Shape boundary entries
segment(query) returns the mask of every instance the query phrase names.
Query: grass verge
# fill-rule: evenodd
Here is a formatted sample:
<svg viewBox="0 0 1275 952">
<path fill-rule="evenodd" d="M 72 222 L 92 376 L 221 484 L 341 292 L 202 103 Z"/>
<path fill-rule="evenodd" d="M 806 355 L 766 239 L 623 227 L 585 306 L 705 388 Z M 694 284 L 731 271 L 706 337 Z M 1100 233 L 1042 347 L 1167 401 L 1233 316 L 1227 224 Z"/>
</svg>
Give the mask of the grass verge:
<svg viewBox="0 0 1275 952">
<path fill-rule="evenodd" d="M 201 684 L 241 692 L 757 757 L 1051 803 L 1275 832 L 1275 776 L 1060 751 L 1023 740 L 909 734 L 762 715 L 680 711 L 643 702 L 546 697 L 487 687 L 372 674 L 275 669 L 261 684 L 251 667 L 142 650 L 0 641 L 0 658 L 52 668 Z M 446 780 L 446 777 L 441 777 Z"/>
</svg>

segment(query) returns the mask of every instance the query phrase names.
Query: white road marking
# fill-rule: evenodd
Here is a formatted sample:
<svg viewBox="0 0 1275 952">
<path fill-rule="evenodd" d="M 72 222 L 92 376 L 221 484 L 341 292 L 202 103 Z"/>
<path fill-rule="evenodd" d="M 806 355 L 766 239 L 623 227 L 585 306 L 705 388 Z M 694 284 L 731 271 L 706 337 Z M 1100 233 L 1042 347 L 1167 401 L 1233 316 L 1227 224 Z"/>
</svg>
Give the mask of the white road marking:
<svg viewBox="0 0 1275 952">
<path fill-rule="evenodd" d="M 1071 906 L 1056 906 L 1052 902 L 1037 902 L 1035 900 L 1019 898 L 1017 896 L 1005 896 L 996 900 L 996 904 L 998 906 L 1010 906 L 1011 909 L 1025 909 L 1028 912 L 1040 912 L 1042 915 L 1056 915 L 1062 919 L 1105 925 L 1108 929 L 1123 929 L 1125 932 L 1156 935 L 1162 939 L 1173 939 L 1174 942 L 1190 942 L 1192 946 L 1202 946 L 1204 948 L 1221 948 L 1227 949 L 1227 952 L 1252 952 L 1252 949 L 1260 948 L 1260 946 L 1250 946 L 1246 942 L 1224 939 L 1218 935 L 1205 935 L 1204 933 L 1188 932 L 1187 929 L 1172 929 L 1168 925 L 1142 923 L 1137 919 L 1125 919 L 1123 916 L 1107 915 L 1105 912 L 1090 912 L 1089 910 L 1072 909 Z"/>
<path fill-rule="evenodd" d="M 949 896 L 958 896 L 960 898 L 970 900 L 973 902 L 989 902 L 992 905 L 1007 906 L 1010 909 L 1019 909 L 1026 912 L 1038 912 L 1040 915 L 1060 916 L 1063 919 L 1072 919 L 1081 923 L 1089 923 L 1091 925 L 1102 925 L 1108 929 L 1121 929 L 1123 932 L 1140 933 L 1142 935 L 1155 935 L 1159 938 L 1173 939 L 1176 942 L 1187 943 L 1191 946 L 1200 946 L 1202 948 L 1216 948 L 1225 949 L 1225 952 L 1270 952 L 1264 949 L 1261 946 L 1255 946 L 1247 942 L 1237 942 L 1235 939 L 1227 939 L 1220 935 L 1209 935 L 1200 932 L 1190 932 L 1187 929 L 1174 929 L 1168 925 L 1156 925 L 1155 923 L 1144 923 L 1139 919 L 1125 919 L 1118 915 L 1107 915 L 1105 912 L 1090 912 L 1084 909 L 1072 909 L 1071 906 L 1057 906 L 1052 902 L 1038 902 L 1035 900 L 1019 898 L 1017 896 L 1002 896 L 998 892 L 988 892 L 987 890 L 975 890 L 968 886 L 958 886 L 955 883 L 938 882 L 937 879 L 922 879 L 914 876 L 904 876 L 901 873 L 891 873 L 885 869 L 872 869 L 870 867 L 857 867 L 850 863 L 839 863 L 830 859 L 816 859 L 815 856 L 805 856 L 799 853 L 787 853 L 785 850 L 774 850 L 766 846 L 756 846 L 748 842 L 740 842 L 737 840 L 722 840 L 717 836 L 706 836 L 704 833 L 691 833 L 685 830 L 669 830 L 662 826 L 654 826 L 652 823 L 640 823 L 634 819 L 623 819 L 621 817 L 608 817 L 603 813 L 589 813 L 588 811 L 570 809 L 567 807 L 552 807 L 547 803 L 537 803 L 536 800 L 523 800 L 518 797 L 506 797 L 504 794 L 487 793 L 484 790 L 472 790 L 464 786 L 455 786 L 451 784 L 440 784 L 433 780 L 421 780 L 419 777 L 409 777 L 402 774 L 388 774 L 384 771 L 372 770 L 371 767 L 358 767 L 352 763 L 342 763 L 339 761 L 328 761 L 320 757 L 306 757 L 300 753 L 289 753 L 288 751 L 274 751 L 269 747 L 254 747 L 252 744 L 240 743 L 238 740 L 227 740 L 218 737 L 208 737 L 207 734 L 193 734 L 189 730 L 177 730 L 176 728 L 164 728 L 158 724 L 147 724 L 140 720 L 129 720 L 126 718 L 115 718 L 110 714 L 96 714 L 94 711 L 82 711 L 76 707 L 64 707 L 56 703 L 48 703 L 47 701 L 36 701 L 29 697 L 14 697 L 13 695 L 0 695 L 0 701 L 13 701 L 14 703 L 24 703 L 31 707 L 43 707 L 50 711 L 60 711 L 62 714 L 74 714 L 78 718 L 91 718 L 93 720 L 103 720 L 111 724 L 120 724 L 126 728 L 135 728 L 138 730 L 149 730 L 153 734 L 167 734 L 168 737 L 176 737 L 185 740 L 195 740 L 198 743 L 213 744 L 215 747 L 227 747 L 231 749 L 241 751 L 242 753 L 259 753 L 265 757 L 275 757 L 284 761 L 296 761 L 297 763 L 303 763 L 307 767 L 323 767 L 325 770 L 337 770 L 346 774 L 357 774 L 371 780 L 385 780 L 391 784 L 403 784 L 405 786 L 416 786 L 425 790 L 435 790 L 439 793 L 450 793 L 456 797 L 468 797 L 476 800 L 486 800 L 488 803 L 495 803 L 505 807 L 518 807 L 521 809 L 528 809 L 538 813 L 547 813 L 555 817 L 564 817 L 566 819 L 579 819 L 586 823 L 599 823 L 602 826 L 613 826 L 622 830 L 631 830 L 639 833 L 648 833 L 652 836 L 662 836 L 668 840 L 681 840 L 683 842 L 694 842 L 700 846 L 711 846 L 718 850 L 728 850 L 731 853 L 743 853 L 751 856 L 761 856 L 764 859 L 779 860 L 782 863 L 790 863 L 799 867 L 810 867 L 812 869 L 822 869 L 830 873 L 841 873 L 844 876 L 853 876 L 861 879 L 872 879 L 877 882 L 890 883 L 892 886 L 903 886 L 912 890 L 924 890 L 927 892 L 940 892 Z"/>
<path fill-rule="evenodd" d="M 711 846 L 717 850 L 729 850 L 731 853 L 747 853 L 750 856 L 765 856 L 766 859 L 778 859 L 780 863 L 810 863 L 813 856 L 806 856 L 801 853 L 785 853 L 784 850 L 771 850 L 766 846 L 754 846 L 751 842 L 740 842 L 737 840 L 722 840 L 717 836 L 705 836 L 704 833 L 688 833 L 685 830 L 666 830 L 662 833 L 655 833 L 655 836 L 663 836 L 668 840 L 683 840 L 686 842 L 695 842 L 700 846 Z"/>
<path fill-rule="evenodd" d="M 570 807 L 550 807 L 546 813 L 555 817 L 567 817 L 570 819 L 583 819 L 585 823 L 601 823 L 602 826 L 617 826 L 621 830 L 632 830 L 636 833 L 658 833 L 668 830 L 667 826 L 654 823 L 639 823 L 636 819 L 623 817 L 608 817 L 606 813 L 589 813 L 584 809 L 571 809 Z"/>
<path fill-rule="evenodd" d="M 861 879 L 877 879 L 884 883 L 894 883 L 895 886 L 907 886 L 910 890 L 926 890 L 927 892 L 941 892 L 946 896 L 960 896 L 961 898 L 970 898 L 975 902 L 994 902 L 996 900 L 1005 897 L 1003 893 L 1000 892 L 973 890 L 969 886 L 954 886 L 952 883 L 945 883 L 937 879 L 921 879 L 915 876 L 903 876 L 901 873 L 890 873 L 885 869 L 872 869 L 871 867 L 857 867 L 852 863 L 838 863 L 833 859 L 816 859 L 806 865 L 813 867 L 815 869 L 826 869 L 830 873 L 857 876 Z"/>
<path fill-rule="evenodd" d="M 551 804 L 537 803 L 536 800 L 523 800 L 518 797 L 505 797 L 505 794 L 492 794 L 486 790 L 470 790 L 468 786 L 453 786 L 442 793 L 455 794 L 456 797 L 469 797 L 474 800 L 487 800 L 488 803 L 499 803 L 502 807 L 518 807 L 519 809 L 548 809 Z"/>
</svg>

#### [Aim]
Count the lines in the items above that contain the string "marking", treating case as significant. Reply with the number only.

#### [Answer to the exercise]
2